= Excerpt provided =
A function $f: \Bbb R\to \Bbb R$ is odd if $f(−x) = −f(x)$ for all $x\in\Bbb R$. Let $f:\Bbb R\to\Bbb R$ be an odd function. Show that if the restriction $f\vert_{[0,\infty]}: [0, \infty)\to\Bbb R$ of $f$ to the interval $[0, \infty)$ is strictly decreasing, then $f:\Bbb R\to\Bbb R $ is strictly decreasing.
My thought process is as follows:
Proof. Suppose there exist real numbers u and v such that v>u. We must consider three cases:
$\quad (\textrm{i})$ Suppose $v>u \geq 0$ then $f(v)<f(u)$, as $f\vert_{[0,\infty]}:[0, \infty)→ \mathbb{R}$ is strictly decreasing.
$\quad (\textrm{ii})$ If $u<v<0$, then $-u>-v>0$, and therefore $f(-u)>f(-v)$. Since $f$ is odd, $\quad f(v)=f(u)$.
$\quad (\textrm{iii})$ Suppose $v \geq 0$ and $u<0$. Since $f$ is odd, $f(0)=f(-0)$, and as $f:[0, \infty)→ \mathbb{R}$ is strictly $\quad$ decreasing, $f(v) \geq 0$ and $f(-u)>0$. Thus, because $f(-u)>0$, we have $-f(u)>0$, i.e. $\quad f(u)<0$. Therefore, $f(v) \geq 0 >f(u)$.

= Provided records =
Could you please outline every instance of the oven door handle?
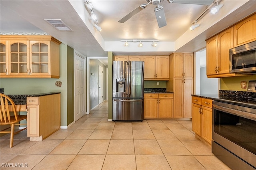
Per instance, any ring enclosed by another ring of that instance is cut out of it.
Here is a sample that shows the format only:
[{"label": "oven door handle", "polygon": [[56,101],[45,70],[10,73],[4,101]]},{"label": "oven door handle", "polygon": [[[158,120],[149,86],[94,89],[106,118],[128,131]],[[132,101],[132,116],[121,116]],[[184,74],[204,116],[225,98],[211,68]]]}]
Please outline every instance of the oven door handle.
[{"label": "oven door handle", "polygon": [[[246,112],[239,110],[234,109],[229,107],[220,106],[214,104],[212,105],[212,109],[213,112],[214,109],[217,109],[221,111],[226,112],[232,115],[234,115],[256,121],[256,114],[251,113],[250,112]],[[214,113],[214,112],[213,112],[213,113]]]}]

= Written tasks =
• A. Reproduce the listing word for word from its first line through the line containing "Here is a sample", inclusive, omitting the pictures.
• B. Continue the proof about odd functions from the point where it stops.
The proof about odd functions and the listing are unrelated.

= Replies =
• A.
Could you please outline every instance of the oven door handle?
Per instance, any ring enclosed by another ring of that instance is cut out of it.
Here is a sample that shows the format only:

• B.
In all three cases, $f(v) \geq f(u)$, and so we see that $f$ is strictly decreasing. QED
I was hoping for proof verification, specifically when it comes to all these inequalities, which I've had a hard time wrapping my head around. I did this work last night, but I am not confident in it. Today it seems to me that it is incorrect.
That's it.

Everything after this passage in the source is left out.